◆ Exercise goal: Lines before the one with "Every instance of the blurred" are left out; return that line and all that follow it, exactly, through the end of the data.

BEGIN Working data

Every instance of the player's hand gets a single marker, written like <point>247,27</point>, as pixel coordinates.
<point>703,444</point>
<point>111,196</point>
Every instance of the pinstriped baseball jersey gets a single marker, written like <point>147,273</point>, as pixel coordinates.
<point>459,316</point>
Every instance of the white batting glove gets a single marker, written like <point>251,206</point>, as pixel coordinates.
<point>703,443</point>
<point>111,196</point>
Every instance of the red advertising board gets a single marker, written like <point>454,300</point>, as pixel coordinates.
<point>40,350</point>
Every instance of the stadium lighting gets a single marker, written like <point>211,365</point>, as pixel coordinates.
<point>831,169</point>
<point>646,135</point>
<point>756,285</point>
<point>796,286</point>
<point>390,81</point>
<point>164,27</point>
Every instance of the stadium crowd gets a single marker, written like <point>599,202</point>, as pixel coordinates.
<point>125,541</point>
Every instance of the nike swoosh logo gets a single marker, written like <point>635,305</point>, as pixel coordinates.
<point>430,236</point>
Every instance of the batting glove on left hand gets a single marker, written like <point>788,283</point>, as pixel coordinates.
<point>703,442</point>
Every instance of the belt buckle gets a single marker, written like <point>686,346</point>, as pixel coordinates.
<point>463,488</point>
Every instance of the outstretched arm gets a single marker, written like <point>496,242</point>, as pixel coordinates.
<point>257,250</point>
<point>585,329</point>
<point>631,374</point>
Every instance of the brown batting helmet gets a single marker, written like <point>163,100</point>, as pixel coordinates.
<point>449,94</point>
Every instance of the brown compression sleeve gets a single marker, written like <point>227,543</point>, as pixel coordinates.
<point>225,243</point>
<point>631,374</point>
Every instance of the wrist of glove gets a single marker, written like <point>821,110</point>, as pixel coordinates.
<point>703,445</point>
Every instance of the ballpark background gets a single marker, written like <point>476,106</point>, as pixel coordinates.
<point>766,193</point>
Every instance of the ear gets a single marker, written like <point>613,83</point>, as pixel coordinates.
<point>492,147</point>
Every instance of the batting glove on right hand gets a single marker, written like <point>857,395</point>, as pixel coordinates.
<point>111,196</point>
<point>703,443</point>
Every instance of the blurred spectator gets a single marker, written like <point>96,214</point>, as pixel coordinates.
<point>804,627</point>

END Working data

◆ Response to this exercise:
Every instance of the blurred spectator gets a single marker, written like <point>96,214</point>, as pixel coordinates.
<point>804,627</point>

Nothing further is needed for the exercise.